◆ **Exercise data**:
Segment Open

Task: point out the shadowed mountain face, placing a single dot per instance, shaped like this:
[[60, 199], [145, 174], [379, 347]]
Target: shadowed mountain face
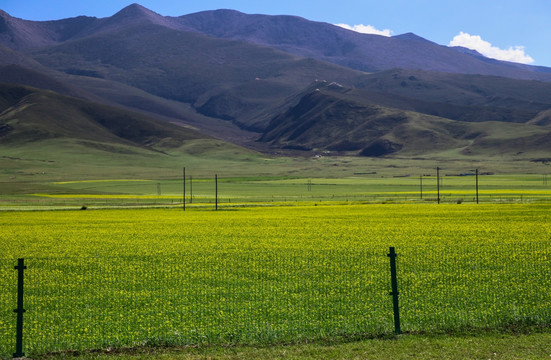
[[282, 80], [363, 52]]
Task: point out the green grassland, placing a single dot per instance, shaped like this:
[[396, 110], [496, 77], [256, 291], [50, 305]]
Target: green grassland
[[271, 275]]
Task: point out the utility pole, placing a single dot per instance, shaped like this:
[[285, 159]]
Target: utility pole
[[438, 183], [184, 189]]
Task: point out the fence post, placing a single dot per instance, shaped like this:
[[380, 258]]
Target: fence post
[[394, 284], [19, 331]]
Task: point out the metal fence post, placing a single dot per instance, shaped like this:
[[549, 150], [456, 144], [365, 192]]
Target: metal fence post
[[394, 283], [20, 310]]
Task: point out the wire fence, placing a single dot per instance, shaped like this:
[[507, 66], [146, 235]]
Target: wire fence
[[269, 297]]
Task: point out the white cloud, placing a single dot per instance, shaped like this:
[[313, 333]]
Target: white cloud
[[475, 42], [366, 29]]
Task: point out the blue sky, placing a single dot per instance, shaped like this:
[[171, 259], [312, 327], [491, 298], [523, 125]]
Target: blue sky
[[514, 30]]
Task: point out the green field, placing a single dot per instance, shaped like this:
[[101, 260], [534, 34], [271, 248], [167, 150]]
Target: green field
[[270, 190], [271, 274]]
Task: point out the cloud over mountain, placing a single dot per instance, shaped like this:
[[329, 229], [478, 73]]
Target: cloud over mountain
[[366, 29], [475, 42]]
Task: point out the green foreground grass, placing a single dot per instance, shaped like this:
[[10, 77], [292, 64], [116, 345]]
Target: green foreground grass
[[492, 345]]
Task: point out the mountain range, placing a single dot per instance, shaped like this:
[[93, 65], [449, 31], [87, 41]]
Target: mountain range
[[270, 83]]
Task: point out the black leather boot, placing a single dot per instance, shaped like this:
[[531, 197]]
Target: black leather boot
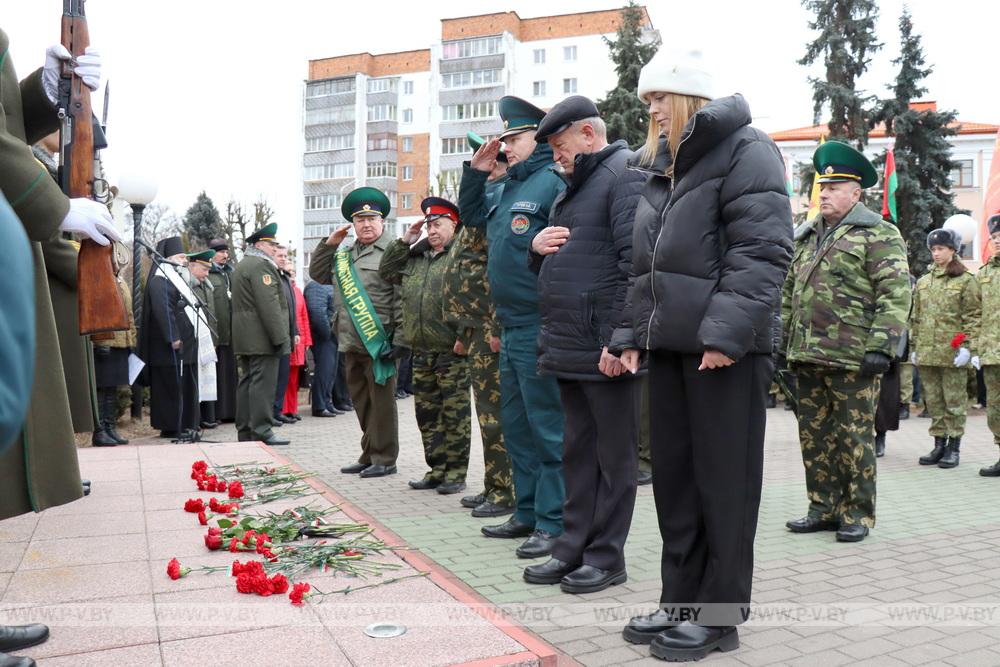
[[950, 458], [935, 454]]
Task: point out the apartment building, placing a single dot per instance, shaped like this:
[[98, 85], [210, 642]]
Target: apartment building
[[398, 121]]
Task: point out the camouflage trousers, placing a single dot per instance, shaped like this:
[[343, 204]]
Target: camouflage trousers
[[484, 367], [836, 412], [946, 398], [441, 402]]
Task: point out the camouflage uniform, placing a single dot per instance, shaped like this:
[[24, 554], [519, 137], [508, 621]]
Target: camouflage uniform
[[944, 306], [440, 377], [847, 293], [467, 306]]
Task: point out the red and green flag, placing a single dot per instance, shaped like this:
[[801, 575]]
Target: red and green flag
[[890, 183]]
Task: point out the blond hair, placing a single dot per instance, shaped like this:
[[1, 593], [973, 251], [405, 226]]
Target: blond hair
[[682, 108]]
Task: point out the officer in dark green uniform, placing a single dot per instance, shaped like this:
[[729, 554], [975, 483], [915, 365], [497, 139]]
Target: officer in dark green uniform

Segment Closed

◆ **What you should do**: Copy each line above where "dark" appears.

◆ **Result below**:
Task: point out the officer in dark green uniform, placing a single dot per instance, shaped like this:
Target: officer in dark green uniform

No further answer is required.